Extract:
Nolan Turner

Clemson Tigers
- Title: Safeties coach

Personal information
- Born: November 29, 1997 (age 28) Birmingham, Alabama, U.S.
- Listed height: 6 ft 1 in (1.85 m)
- Listed weight: 202 lb (92 kg)

Career information
- High school: Vestavia Hills (Vestavia Hills, Alabama)
- College: Clemson (2016–2021)
- NFL draft: 2022: undrafted

Career history

Playing
- Tampa Bay Buccaneers (2022);

Coaching
- Clemson (2024–2025) Assistant safeties coach; Clemson (2026–present) Safeties coach;

Awards and highlights
- CFP national champion (2018); Second-team AFCA All-American (2020); Second-team All-ACC (2020);

Career NFL statistics
- Total tackles: 1
- Stats at Pro Football Reference

= Nolan Turner =

American football player (born 1997)

Nolan Turner (born November 29, 1997) is an American former professional football safety and current coach. He played college football at Clemson.

Data:
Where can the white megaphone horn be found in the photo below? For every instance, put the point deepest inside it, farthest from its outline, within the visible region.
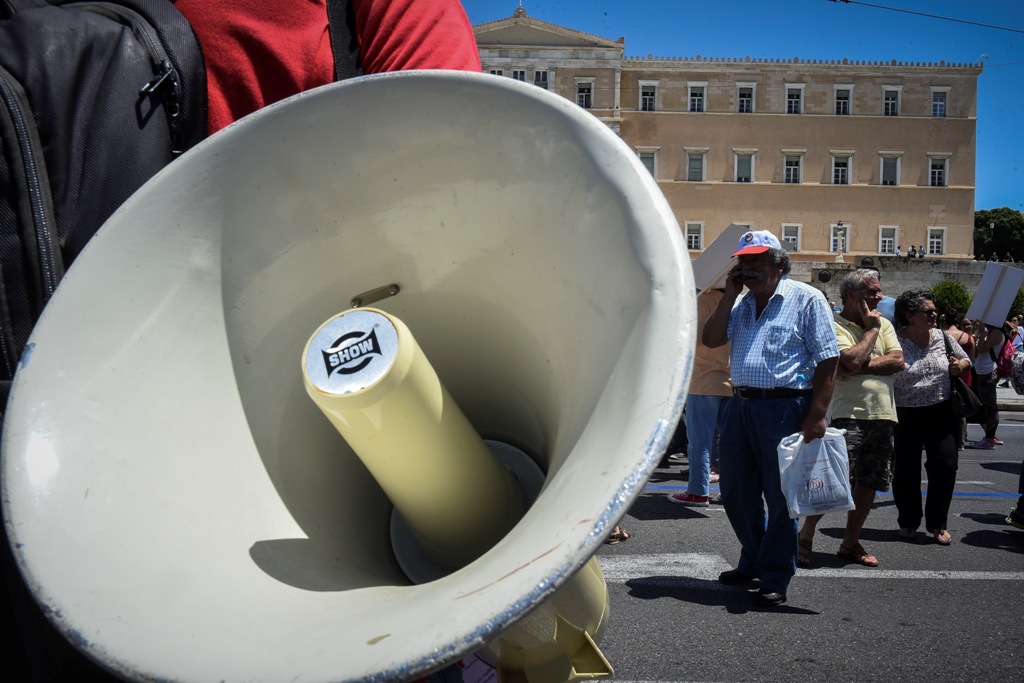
(181, 509)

Task description:
According to the profile of Nolan Turner, which high school did he attend?

Exercise result:
Vestavia Hills High School in Vestavia Hills, Alabama.